*DIRECTION*
Please gather every line in the listing that contains the word "concrete".

*RECORDED DATA*
'''
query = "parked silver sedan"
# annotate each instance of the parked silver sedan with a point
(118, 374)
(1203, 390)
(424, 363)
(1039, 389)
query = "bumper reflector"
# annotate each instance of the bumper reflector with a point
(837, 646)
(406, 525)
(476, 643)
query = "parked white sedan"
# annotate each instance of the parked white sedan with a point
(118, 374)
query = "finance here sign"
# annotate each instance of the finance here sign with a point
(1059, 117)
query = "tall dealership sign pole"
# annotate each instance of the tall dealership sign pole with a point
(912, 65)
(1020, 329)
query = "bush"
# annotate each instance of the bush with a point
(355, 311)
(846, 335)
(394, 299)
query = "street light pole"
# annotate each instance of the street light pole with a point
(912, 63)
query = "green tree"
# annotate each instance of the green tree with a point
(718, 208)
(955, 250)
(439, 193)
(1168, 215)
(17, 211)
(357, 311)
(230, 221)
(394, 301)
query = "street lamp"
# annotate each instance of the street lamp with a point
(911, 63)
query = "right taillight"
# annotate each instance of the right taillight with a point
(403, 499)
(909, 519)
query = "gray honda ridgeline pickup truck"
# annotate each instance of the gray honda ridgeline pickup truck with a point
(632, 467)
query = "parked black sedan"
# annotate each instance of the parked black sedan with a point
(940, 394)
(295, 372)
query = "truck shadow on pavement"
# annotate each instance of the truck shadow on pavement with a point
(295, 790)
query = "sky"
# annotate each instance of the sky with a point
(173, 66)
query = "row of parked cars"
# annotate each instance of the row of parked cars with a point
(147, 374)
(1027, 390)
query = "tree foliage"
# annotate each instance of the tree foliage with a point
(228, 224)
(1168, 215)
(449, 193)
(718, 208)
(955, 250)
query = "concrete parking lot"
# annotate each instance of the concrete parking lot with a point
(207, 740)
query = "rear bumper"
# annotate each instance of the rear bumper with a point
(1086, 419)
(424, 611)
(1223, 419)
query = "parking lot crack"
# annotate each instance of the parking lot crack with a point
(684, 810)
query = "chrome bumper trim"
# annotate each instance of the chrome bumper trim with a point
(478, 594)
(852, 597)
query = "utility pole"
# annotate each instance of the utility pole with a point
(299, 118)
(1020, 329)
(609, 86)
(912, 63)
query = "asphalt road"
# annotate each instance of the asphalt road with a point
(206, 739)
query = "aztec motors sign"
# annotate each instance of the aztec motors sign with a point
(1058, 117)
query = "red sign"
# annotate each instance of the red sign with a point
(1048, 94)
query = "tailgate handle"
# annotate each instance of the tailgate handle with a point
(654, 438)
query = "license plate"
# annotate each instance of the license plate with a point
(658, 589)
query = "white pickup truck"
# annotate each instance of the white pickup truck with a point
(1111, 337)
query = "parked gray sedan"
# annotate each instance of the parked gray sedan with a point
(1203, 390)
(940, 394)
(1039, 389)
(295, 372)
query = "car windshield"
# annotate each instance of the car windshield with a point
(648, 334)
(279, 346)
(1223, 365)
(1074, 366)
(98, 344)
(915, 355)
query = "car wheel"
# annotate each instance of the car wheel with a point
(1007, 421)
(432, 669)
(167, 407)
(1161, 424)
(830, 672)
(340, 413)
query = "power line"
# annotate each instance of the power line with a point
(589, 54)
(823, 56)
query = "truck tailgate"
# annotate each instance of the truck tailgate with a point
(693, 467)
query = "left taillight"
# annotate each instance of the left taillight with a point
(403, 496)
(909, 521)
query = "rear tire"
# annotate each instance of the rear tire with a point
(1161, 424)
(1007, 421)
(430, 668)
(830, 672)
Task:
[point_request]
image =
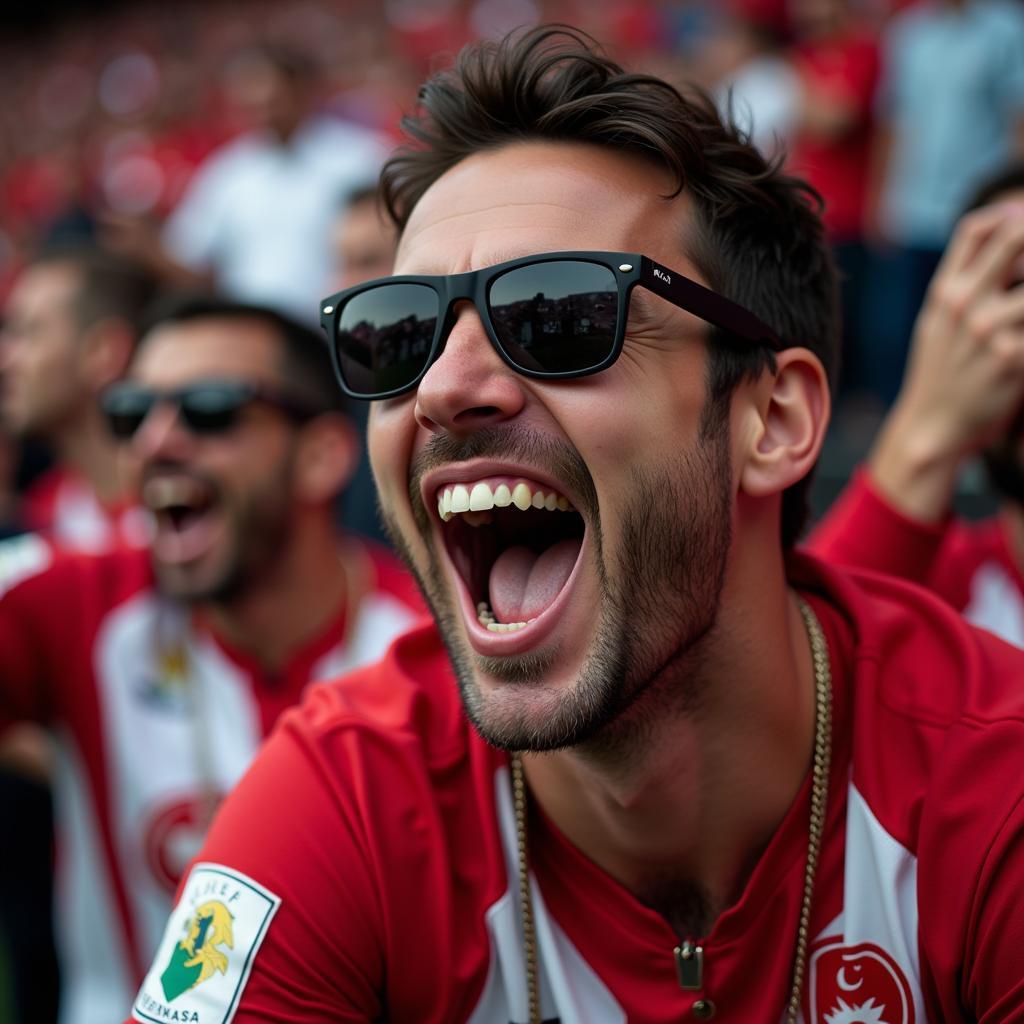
'''
*SOLVED EXERCISE*
query = "concrete parking lot"
# annotate each instance of the concrete parking lot with a point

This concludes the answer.